* EXERCISE INPUTS *
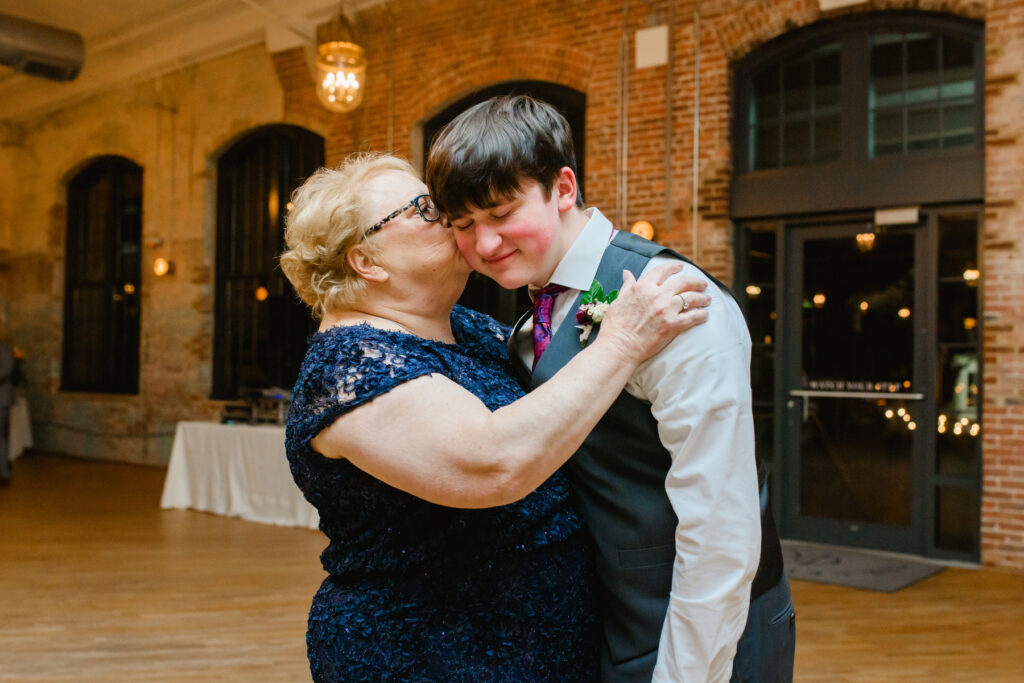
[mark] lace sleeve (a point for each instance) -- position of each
(345, 368)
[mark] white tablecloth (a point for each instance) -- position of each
(19, 436)
(235, 470)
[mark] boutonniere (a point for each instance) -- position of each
(593, 305)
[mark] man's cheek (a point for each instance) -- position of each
(467, 247)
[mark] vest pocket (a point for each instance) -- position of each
(645, 557)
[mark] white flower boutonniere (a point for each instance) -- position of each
(593, 305)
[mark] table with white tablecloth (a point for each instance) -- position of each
(19, 432)
(235, 470)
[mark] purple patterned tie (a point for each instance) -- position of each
(544, 301)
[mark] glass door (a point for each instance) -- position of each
(856, 404)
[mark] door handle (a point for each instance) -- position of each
(805, 394)
(858, 394)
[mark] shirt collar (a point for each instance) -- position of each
(578, 267)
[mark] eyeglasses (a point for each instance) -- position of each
(428, 212)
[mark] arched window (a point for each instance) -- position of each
(260, 327)
(481, 293)
(877, 110)
(102, 287)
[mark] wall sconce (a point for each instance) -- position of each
(643, 228)
(161, 266)
(341, 67)
(865, 241)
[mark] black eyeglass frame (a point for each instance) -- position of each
(394, 214)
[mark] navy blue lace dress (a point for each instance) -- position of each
(421, 592)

* PROBLEM DETAILS *
Copy out the part of the records above from the line containing "[mark] wall sconce" through the last line of the records, with both ends included and every line unchanged.

* OUTPUT FOR THIS TASK *
[mark] wall sconce (a point for each instance) -- position of each
(643, 228)
(161, 266)
(341, 67)
(865, 241)
[mark] black eyeglass frame (a point for each instance) -- position of each
(394, 214)
[mark] navy blue lace dress (a point for each instance) -- position of each
(421, 592)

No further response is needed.